Although she became European indoor champion in the winter of 2021, she missed the final at the Olympic Games in Tokyo the following summer. The disappointment was great. A week after returning from Japan, Moser experienced what pole vaulters fear most. During training, the pole broke and she crashed back-first into the puncture box.

The diagnosis: a small pneumothorax – air that had penetrated between the inner and outer pleura -, torn muscle fibers, and a bruise on the back. In the hospital, Moser asked the doctors when she would be allowed to jump again. They said: “Be happy that you can still walk.” The Austrian Kira Grünberg had an accident during training in 2015 in a similar way to Moser. She has been in a wheelchair ever since.

Joy about the first push-up

After the accident, Moser was unable to move her left arm. She was only allowed to go for walks with someone accompanying her, as her circulation was weak. She fainted during physiotherapy and had to be taken to hospital by ambulance. She says: “It was mentally difficult. I didn’t feel like doing anything.”

Things only got better when she was allowed to do sports again. During training, Moser was happy with every exercise that worked, for example when she managed to do a push-up for the first time. She says: “I noticed that nothing is a given. I didn’t think for a second about giving up.”

Moser fought her way back into competitions and says that today it feels as if the accident happened a long time ago. “So much has happened since then,” she says. By that she means recurring injuries, changes of coach, an uncertain future. Before that, she worked for a year with the Swiss record holder Nicole Büchler, but she was no longer able to travel to international competitions for family reasons. Moser suddenly lost her head coach, the closest person to a top athlete.

During training and competitions, she had trouble switching to harder poles that bounce more. Moser felt unsettled and sometimes ran through after the run-up instead of jumping off. If you lack confidence in pole vaulting, things get complicated. In this sport, all components have to fit together: run-up, take-off, flight phase. If you lack confidence, the process is disrupted.

Material provided =
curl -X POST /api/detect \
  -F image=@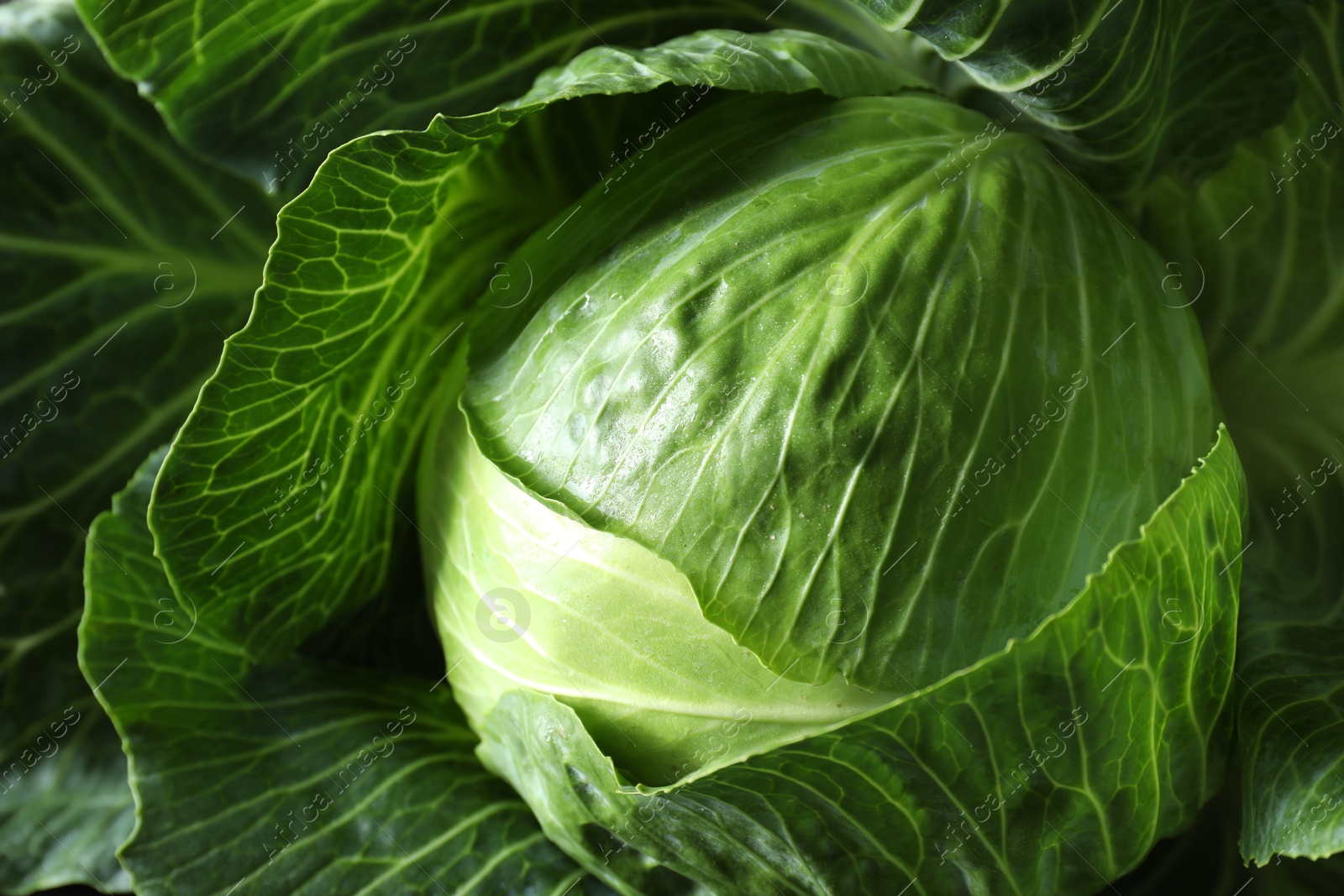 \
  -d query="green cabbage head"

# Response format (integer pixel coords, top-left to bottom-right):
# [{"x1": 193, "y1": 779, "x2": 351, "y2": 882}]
[{"x1": 419, "y1": 92, "x2": 1241, "y2": 889}]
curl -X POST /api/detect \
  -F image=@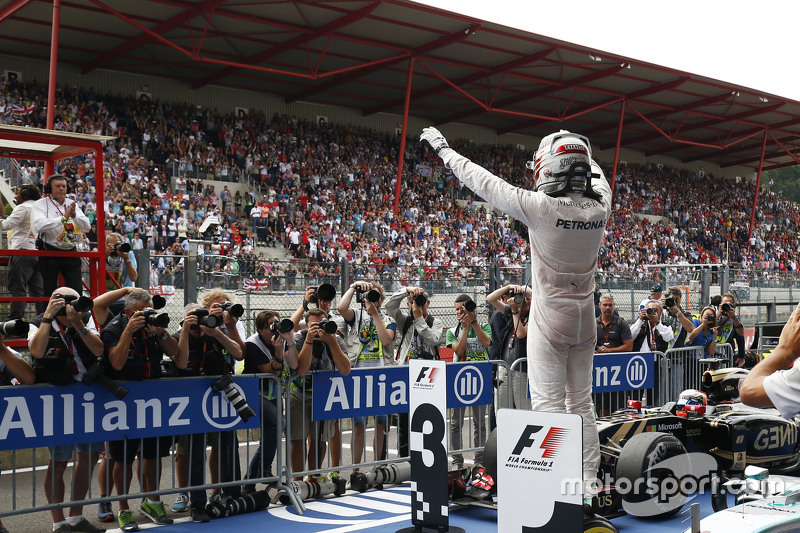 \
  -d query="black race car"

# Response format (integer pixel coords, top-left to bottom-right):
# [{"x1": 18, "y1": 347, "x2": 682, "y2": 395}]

Task set =
• A. Answer these questions from the passage about Moser:
(i) What title did Moser win in the winter of 2021?
(ii) What did the doctors say when Moser asked when she could jump again?
(iii) Who did Moser work with for a year before losing her head coach?
• B. Write out the stretch of the passage about Moser from "Moser fought her" through "process is disrupted.".
The records are separate material and have no connection to the passage about Moser.

Answers to the exercise =
• A.
(i) European indoor champion.
(ii) "Be happy that you can still walk."
(iii) Nicole Büchler, the Swiss record holder.

• B.
Moser fought her way back into competitions and says that today it feels as if the accident happened a long time ago. “So much has happened since then,” she says. By that she means recurring injuries, changes of coach, an uncertain future. Before that, she worked for a year with the Swiss record holder Nicole Büchler, but she was no longer able to travel to international competitions for family reasons. Moser suddenly lost her head coach, the closest person to a top athlete.

During training and competitions, she had trouble switching to harder poles that bounce more. Moser felt unsettled and sometimes ran through after the run-up instead of jumping off. If you lack confidence in pole vaulting, things get complicated. In this sport, all components have to fit together: run-up, take-off, flight phase. If you lack confidence, the process is disrupted.